-- Requirements --
Copy out the items word for word, from the line containing "task: segment the wooden table surface" down to the line containing "MULTIPOLYGON (((109 0, 108", including both of those lines. Omit the pictures from your copy.

Spatial annotation records
/---

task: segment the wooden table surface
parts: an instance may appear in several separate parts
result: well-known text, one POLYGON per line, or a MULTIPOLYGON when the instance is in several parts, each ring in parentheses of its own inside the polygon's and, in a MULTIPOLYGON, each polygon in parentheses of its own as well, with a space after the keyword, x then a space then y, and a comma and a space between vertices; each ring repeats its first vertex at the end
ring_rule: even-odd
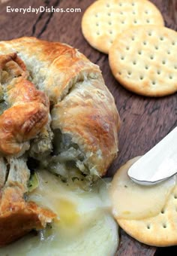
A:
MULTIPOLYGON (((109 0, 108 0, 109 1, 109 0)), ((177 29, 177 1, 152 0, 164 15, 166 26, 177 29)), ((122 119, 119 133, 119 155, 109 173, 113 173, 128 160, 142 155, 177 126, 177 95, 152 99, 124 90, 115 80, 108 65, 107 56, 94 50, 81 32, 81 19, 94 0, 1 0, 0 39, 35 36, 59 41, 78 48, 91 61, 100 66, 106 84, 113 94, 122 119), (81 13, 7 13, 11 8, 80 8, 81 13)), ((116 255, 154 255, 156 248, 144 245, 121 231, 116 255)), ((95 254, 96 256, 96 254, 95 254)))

\---
/---

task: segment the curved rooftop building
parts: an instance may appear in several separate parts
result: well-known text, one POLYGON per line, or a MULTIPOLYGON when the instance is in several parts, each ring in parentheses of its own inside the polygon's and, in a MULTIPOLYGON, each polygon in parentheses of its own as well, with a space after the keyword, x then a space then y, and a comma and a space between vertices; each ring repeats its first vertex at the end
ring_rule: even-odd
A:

\---

-- The result --
task: segment the wooden table surface
parts: an instance may appear in several separate parts
result: well-known text, one POLYGON per line, or a MULTIPOLYGON when the instance is in several parts, each ring in parentheses of its own inside the polygon's and, in a MULTIPOLYGON, each polygon in parentheses of its own as well, with a space after the keyword, x then a space then y, and a comma and a space between vertices; each ring repeats its first vertex at the end
ring_rule: even-odd
A:
MULTIPOLYGON (((109 0, 108 0, 109 1, 109 0)), ((177 29, 177 1, 152 0, 164 15, 166 26, 177 29)), ((122 119, 119 133, 119 155, 109 173, 113 173, 128 160, 142 155, 177 126, 177 95, 152 99, 124 90, 115 80, 108 65, 107 56, 94 50, 81 32, 81 19, 94 0, 1 0, 0 39, 35 36, 59 41, 78 48, 91 61, 100 66, 106 84, 113 94, 122 119), (81 13, 7 13, 11 8, 80 8, 81 13)), ((116 255, 154 255, 156 248, 144 245, 121 231, 116 255)), ((95 254, 96 256, 96 254, 95 254)))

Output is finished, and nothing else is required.